Work instruction 1
List every data source the article on statins and lung cancer names as supplying information for the research.
Work instruction 2
Copy the article on statins and lung cancer word for word, from "New research reveals that" to "dying from lung cancer.", inclusive.

Provided text

A recent study suggests that taking statins – the cholesterol-busting drugs – reduces the risk of death in patients suffering from lung cancer.

New research reveals that lung cancer patients who either took statins a year prior to diagnosis or a year after being diagnosed had lower chances of dying from lung cancer.

Using data from the English Cancer Registry, researchers at Queen's University Belfast in Northern Ireland studied information from almost 14,000 patients who were listed as being recently diagnosed with lung cancer, between the years of 1998 and 2009. 

The scientists were looking for evidence of whether patients with lung cancer who had taken statins showed any improvement and if they had a better rate of survival. 

The researchers compared the prescription records of lung cancer patients from the U.K. Clinical Practice Research Datalink and gathered mortality data for lung cancer patients up through 2012 from the Office of National Statistics.

They found that of the patients who lived for at least six months after being diagnosed with lung cancer, the ones who had taken statins following their diagnosis had an 11 percent reduction in death rate. This figure, however, is statistically nonsignificant.

Patients who took a minimum of 12 statin prescriptions showed a statistically significant 19 percent decrease in lung cancer-related deaths. Interestingly, patients who took lipophilic statins like simvastatin also showed a 19 percent lowered risk of lung cancer-related deaths.

Given entries

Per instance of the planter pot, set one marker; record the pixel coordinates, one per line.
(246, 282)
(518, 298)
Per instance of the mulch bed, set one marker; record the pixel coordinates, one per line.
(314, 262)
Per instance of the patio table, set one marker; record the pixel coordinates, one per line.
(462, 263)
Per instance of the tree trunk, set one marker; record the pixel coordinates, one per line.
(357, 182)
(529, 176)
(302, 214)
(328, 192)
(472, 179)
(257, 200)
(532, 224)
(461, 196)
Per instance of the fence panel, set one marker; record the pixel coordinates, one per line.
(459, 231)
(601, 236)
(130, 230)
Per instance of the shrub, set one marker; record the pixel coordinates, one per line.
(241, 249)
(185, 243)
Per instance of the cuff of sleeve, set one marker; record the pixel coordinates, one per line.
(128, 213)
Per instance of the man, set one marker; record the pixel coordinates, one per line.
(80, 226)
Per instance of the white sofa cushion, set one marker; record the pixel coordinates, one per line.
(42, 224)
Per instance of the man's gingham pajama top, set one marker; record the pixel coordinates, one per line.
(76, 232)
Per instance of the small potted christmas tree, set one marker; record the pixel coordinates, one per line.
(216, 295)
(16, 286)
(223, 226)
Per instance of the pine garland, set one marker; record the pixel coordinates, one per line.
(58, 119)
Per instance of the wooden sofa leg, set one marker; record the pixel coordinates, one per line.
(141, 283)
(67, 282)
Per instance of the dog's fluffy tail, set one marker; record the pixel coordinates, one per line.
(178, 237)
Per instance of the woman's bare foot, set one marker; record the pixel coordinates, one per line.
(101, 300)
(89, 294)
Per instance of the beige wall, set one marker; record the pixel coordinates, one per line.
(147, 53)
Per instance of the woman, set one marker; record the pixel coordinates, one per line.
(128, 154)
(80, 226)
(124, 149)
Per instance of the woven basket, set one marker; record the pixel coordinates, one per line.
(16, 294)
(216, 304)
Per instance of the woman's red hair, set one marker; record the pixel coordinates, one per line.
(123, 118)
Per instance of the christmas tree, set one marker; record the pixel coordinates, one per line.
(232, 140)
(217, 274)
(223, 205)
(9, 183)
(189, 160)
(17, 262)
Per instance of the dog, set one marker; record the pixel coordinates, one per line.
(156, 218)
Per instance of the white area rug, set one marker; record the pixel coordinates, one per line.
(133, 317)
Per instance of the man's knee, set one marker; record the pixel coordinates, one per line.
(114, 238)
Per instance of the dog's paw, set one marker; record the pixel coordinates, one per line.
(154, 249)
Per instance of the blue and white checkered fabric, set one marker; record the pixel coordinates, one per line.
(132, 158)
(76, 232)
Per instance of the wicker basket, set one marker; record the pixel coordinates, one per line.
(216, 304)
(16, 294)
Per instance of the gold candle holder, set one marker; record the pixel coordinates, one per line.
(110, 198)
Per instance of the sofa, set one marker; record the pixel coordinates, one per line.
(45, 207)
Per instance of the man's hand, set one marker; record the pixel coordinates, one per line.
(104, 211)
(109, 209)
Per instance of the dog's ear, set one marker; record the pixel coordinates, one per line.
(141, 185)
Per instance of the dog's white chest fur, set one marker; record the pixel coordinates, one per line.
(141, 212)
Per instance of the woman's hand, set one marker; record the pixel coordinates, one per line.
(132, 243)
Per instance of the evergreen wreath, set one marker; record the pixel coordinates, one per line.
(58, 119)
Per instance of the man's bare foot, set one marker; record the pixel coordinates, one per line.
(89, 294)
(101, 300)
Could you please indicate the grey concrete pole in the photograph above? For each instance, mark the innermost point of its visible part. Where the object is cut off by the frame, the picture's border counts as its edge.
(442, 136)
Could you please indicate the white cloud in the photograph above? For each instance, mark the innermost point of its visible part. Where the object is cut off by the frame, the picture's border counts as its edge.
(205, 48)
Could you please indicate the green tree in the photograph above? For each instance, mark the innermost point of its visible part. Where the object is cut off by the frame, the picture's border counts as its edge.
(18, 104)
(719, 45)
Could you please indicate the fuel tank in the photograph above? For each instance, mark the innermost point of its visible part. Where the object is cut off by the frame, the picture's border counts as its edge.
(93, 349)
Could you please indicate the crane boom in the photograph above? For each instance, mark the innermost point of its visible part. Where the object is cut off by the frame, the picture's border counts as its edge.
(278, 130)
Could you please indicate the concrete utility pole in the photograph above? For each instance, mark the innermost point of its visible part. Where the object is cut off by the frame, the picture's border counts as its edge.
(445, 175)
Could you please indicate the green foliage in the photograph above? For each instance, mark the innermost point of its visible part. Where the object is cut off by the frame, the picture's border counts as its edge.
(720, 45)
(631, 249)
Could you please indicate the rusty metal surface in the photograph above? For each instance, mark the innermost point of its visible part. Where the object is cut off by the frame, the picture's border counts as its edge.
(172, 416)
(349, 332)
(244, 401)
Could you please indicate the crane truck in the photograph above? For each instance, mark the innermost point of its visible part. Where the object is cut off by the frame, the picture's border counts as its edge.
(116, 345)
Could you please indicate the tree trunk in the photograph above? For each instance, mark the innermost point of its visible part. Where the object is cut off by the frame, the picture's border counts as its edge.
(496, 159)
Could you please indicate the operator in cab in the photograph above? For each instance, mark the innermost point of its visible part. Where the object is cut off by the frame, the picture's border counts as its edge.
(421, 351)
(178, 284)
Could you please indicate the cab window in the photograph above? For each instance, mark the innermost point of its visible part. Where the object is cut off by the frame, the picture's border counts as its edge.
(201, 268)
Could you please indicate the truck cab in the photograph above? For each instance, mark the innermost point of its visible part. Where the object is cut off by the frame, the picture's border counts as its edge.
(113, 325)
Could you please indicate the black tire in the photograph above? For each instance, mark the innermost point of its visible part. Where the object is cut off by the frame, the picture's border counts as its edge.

Answer space 1
English Cancer Registry
U.K. Clinical Practice Research Datalink
Office of National Statistics

Answer space 2
New research reveals that lung cancer patients who either took statins a year prior to diagnosis or a year after being diagnosed had lower chances of dying from lung cancer.